Please set out each line below exactly as it stands, without the images.
### Provided entries ###
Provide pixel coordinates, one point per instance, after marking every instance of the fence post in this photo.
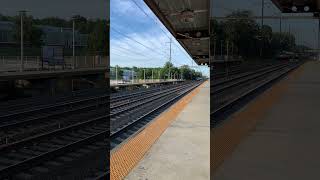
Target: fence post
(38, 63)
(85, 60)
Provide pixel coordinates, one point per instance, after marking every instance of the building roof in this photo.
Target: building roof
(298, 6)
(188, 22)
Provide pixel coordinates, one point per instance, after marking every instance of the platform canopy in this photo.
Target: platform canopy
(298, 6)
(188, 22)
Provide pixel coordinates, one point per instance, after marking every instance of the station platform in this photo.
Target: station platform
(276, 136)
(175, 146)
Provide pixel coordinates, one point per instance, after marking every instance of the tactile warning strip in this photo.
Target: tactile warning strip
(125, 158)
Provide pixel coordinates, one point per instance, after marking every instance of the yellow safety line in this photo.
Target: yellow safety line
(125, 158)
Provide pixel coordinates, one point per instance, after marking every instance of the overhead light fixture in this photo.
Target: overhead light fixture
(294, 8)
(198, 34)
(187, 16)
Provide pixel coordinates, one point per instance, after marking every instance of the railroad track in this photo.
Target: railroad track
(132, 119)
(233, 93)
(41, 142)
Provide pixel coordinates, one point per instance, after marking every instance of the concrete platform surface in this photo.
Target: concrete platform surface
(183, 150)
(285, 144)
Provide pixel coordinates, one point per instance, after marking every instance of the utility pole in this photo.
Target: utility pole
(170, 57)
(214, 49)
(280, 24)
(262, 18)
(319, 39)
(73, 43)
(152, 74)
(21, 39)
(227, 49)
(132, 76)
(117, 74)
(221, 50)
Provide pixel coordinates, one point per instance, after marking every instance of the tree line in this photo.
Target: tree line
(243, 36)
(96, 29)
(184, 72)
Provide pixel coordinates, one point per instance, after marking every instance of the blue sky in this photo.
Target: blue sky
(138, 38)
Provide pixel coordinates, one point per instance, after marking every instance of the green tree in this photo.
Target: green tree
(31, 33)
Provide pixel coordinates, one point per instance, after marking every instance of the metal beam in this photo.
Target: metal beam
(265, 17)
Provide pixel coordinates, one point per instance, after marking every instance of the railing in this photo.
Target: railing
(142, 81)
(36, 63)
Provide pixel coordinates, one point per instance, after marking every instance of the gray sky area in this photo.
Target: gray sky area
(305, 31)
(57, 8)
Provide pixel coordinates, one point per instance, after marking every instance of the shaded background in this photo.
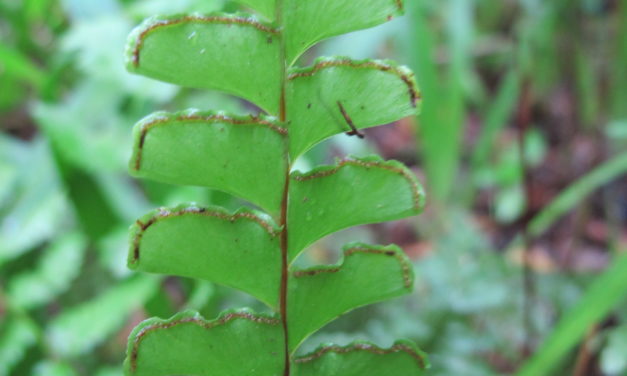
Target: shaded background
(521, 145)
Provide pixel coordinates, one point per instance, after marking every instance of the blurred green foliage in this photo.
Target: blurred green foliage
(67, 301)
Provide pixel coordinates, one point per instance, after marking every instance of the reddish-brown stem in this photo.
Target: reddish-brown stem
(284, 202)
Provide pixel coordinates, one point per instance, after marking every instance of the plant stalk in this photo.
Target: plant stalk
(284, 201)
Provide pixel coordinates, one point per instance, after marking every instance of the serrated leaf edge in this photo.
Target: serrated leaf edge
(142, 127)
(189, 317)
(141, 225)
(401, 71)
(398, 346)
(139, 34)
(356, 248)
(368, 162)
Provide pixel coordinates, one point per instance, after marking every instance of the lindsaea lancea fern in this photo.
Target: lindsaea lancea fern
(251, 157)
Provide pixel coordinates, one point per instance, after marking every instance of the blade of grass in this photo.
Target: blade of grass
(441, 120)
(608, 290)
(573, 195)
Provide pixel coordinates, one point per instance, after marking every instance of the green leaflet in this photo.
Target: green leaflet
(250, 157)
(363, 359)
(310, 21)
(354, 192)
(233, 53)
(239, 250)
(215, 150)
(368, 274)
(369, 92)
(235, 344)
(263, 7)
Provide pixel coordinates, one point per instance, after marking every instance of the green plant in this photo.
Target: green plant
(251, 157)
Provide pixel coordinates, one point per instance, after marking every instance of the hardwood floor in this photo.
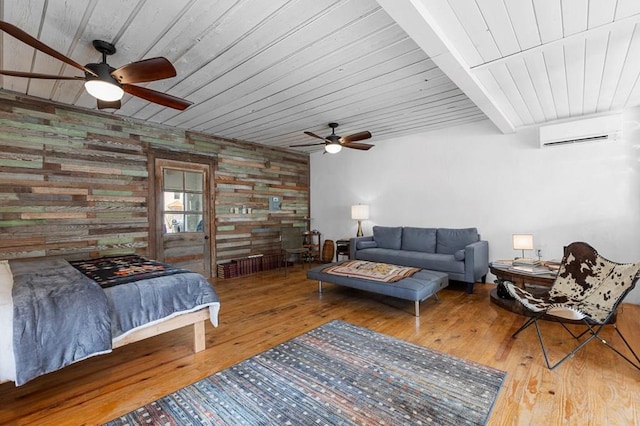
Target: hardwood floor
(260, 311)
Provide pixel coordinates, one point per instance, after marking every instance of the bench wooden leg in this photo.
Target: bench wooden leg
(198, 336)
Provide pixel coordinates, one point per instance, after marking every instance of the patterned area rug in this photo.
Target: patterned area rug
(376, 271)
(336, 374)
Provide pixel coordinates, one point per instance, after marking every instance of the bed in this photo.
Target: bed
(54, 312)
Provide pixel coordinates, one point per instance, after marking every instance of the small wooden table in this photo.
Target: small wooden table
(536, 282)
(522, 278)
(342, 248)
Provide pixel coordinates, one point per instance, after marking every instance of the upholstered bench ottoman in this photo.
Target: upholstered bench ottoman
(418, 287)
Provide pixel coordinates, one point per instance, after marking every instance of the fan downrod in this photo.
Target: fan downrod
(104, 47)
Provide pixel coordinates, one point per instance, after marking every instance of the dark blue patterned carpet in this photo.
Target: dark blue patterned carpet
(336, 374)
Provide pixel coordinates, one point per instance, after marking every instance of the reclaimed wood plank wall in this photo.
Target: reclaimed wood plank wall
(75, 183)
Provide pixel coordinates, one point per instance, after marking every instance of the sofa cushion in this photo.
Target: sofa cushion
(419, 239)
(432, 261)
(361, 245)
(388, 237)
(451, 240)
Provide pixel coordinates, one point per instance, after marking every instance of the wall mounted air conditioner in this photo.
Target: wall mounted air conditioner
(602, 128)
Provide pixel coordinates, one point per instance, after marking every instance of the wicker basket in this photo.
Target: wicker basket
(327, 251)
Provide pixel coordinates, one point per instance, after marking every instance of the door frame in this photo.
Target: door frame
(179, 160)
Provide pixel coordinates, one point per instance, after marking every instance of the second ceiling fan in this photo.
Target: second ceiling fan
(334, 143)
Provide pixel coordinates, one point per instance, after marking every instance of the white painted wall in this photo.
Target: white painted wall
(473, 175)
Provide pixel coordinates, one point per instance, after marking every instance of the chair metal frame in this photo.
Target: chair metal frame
###
Result
Provide pixel coordinates, one point per instance, after marking every instance of the fence post in this photo.
Target: fence post
(38, 63)
(85, 60)
Provide pixel coordinates, one point per instance, after marking every instance of the building roof in this photo.
Target: building roof
(298, 6)
(188, 22)
Provide pixel coordinates, one point per instance, after marking every instance of the platform canopy in this photo.
Target: platform canopy
(298, 6)
(188, 22)
Provide pixel coordinates, one point per instance, after marking every instance of the station platform in this photo.
Target: station platform
(276, 136)
(175, 146)
Provide pixel coordinates, one point per instance, after marking every instance of the tactile warning strip in this photo.
Target: tactile warning strip
(125, 158)
Provide pixel coordinates, one point per instance, after marking every instance of the yellow safety line in this photo.
Target: yellow safety line
(125, 158)
Provide pixel coordinates, one point per instance, after marking every instance of the overhead light fixture in this photo.
Target: overhead light fixture
(294, 8)
(198, 34)
(187, 16)
Provide pixel coordinates, one point per instance, after marking every instance of the railroad track in this photo.
Target: railroad track
(132, 119)
(233, 93)
(41, 142)
Provide pixel coordinates, one point per instance, after marking every instance of the concrete platform surface in this photo.
Target: concrete platform surface
(183, 150)
(285, 144)
Provide pixel coordinates, one point per instance, after marking every instance of the utility pole in this photo.
Target: utility pole
(170, 57)
(214, 49)
(280, 24)
(262, 18)
(319, 39)
(73, 43)
(152, 74)
(21, 39)
(227, 49)
(132, 76)
(117, 74)
(221, 50)
Provide pixel coordinates, one point per instance, after marking every instance of the tree line in this photo.
Target: tree line
(243, 36)
(96, 29)
(184, 72)
Provide pixel coordinates, one point per instance, after marking every instance of the blue sky in this photo.
Target: blue sky
(138, 38)
Provide pixel coordinates, one point per instance, after marking every instance of the green tree in this photo.
Target: green tree
(31, 33)
Provide pixel coordinates, one point per instance, after marking every instance of the metal beam in this photo.
Target: metal beam
(265, 17)
Provide pixel coordinates, one point per instance, after marking every instance of the railing in this photo.
Target: railing
(142, 81)
(36, 63)
Provide pixel coordinates, one point per instance, after marking every instance of the gray sky area in this photo.
Target: gray sky area
(305, 31)
(57, 8)
Provide pixel coordinates, one point per instance, after marking every instance of the shaded background in this photo.
Target: shaded background
(521, 145)
Provide pixel coordinates, one point per instance, after marking every instance of the blurred green foliage in this photo.
Target: blurred green foliage
(67, 301)
Provide pixel coordinates, one point per instance, after marking every instance of the reddish-brown stem in this photo.
Target: reddish-brown stem
(284, 202)
Provide pixel coordinates, one point per instance, after marking every instance of the plant stalk in this photo.
Target: plant stalk
(284, 201)
Provide pixel coordinates, one point per instance, after marking every instance of the serrated leaf edge in this photo.
Target: serrated leaf edge
(142, 127)
(189, 317)
(141, 225)
(401, 71)
(398, 346)
(139, 34)
(356, 248)
(368, 162)
Provide pixel coordinates, one point per instance, after marking every instance of the lindsaea lancea fern in this photo.
Target: lindsaea lancea fern
(251, 157)
Provide pixel coordinates, one point per instance, after marking every instance of the blade of grass in this photo.
Target: blade of grass
(441, 120)
(608, 290)
(573, 195)
Provide pixel coordinates, one point per instance, after marking every instance of the green leaflet in this photo.
Target: green leaflet
(250, 157)
(363, 359)
(310, 21)
(354, 192)
(233, 53)
(239, 250)
(215, 150)
(368, 274)
(369, 92)
(235, 344)
(263, 7)
Provide pixel coordinates, one point per instance, after marking every instance of the green plant in this photo.
Target: green plant
(251, 157)
Provide pixel coordinates, one point per instance, after marking every instance of the hardwood floor in this photo.
Target: hardwood floor
(260, 311)
Provide pixel coordinates, one point per instance, after marking every instance of the bench wooden leg in this photo.
Target: bench wooden leg
(198, 336)
Provide pixel coordinates, one point per instance, after marking every instance of the patterned area rug in this photo.
Target: patterned area rug
(376, 271)
(336, 374)
Provide pixel coordinates, one point per instance, after marking every instance of the bed in this photo.
Target: bed
(54, 312)
Provide pixel coordinates, one point per instance, after marking every instance of the small wooden table in this photo.
Target: small wooden table
(536, 282)
(522, 278)
(342, 248)
Provide pixel coordinates, one point per instance, after marking every instance of the upholstered bench ottoman in this photo.
Target: upholstered bench ottoman
(418, 287)
Provide pixel coordinates, one point per instance, after marking every instance of the fan downrod in this photo.
Target: fan downrod
(104, 47)
Provide pixel coordinates, one point per instance, after marking every instance of the dark blue patterned carpet in this photo.
Target: dark blue patterned carpet
(336, 374)
Provide pixel coordinates, one point per instance, after marking every instance of the reclaimed wood plank wall in this photo.
Target: reclaimed wood plank wall
(75, 183)
Provide pixel coordinates, one point per instance, after marking every instance of the sofa cushion in this photo.
Target: sofa cushion
(419, 239)
(432, 261)
(361, 245)
(388, 237)
(451, 240)
Provide pixel coordinates, one point per instance, after marking every instance of the wall mounted air conditioner in this photo.
Target: wall mounted air conditioner
(602, 128)
Provide pixel coordinates, one point per instance, after marking every instance of the wicker basket in this photo.
Target: wicker basket
(327, 251)
Provide pixel coordinates, one point per instance, after marking every instance of the door frame in this photo.
Target: door frame
(179, 160)
Provide pixel coordinates, one point per instance, after marking every instance of the second ceiling fan in this photo.
Target: second ceiling fan
(334, 143)
Provide pixel coordinates, one point per instance, after marking every instance of the white painted wall in this photo.
Target: white painted wall
(473, 175)
Provide pixel coordinates, one point per instance, after marking every instance of the chair metal frame in this photo.
Target: chair metal frame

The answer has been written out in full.